RECORDS FOR THE EXERCISE ->
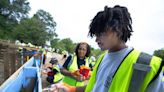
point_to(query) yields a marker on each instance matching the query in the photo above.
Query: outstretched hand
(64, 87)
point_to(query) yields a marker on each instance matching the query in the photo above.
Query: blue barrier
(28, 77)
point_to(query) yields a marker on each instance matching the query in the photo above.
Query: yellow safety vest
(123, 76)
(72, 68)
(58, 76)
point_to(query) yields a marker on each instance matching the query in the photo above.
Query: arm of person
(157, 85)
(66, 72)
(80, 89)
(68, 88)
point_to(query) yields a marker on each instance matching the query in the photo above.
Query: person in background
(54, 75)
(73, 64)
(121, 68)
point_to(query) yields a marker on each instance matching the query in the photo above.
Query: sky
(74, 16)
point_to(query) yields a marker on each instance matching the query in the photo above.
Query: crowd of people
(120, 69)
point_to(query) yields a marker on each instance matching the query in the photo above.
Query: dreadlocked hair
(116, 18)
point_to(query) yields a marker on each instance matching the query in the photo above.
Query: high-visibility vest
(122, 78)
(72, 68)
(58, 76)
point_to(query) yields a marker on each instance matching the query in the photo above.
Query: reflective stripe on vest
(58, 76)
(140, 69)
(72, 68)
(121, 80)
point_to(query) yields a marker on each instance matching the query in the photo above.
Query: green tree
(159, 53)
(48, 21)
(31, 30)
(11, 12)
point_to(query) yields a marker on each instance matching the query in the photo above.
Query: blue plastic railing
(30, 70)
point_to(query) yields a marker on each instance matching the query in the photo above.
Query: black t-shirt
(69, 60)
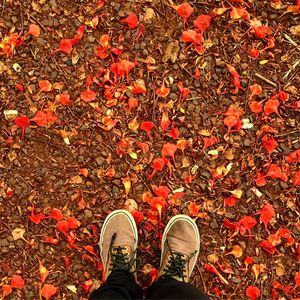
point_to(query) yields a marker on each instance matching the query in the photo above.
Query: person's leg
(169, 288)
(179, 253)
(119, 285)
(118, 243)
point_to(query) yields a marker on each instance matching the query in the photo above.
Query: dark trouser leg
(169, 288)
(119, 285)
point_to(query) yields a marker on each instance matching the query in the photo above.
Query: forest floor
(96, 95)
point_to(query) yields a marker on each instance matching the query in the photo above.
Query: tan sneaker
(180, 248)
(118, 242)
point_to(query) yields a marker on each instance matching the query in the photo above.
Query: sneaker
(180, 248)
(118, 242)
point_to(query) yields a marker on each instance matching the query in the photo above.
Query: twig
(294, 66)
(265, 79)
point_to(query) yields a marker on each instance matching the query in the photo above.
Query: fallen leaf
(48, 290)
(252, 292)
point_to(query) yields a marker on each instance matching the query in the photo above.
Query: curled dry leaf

STATED PROBLEM -> Collect every line of the records above that contains the word "leaf", and copy each such line in full.

SOLUTION FOR THIS TASK ->
Query: fallen leaf
Query: curled dry leaf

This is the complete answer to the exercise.